═══ Vorliegender Text ═══
Editorial 06/05: Die neue Seuche?

Prof. Dr. Hans Hauner

Der Diabetes mellitus Typ 2 wird auch in Deutschland immer häufiger. Derzeit werden hierzulande zwischen 5 und 6 Millionen Menschen wegen eines Diabetes mellitus behandelt. Weitere 2 Millionen Menschen haben, konservativ geschätzt, einen unentdeckten Diabetes. Da die Krankheit anfangs symptomarm oder völlig beschwerdefrei verläuft, vergehen oft viele Jahre bis zur endgültigen Diagnosestellung und dem Therapiebeginn. In dieser Zeit wird bereits der Grundstein für die gefürchteten Organkomplikationen gelegt.

Besorgnis erregend ist der immer frühere Beginn der Erkrankung. Jugendliche oder junge Erwachsene mit Typ 2-Diabetes sind heute keine Ausnahme mehr. Hauptursache ist zweifellos die Zunahme von Übergewicht bzw. Adipositas, die wiederum Folge von inadäquater Ernährung und Bewegungsmangel ist. Insbesondere die Konstellation von Adipositas einerseits und einer Diabetesbelastung in der Familie andererseits ist mit einem hohen Risiko für die spätere Entwicklung eines Diabetes mellitus Typ 2 verbunden.

Vor diesem Hintergrund kommen die aktualisierten Ernährungsempfehlungen der Diabetes and Nutrition Study Group der Europäischen Diabetes Gesellschaft wie gerufen. Diese bereits in der Vergangenheit stets sorgfältig ausgearbeiteten Empfehlungen wurden jetzt von einer europäischen Expertengruppe nicht nur aktualisiert, sondern auch mit Evidenzbewertungen versehen, um dem Leser noch deutlicher vor Augen zu führen, wie gut die einzelnen Aussagen gesichert sind.
═══
Arbeitsauftrag: Geben Sie aus dem Editorial alles von "Vor diesem Hintergrund" bis hinunter zu "Aussagen gesichert sind." erneut wieder und ersetzen Sie dabei "Expertengruppe" durch "Fachgruppe".
═══ Gegebene Angaben ═══
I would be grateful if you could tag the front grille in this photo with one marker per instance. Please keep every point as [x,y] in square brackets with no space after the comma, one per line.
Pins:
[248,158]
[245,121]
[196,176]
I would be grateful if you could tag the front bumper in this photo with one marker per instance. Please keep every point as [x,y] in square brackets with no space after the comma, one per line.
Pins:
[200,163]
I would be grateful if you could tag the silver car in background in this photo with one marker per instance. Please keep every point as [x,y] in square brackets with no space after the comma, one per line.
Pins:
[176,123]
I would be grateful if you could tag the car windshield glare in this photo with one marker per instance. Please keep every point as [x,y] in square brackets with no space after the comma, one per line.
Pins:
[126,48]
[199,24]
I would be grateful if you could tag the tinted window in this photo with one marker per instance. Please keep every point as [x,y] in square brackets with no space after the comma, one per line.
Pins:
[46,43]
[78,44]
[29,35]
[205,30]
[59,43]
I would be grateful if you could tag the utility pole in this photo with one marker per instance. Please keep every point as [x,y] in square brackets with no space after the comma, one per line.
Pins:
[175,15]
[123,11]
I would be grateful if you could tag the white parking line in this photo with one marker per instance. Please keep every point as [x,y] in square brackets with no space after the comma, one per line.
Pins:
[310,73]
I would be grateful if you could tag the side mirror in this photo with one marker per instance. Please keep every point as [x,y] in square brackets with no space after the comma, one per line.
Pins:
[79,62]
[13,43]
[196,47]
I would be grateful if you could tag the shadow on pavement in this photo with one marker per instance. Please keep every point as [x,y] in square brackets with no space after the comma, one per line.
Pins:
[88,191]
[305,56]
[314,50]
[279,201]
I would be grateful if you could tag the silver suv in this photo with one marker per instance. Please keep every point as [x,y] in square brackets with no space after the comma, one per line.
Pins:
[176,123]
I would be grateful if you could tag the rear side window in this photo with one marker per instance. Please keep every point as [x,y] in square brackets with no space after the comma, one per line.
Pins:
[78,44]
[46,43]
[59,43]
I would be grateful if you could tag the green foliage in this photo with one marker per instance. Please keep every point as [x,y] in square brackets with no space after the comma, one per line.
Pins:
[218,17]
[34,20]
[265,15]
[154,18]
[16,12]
═══
Erwartete Ausgabe:
Vor diesem Hintergrund kommen die aktualisierten Ernährungsempfehlungen der Diabetes and Nutrition Study Group der Europäischen Diabetes Gesellschaft wie gerufen. Diese bereits in der Vergangenheit stets sorgfältig ausgearbeiteten Empfehlungen wurden jetzt von einer europäischen Fachgruppe nicht nur aktualisiert, sondern auch mit Evidenzbewertungen versehen, um dem Leser noch deutlicher vor Augen zu führen, wie gut die einzelnen Aussagen gesichert sind.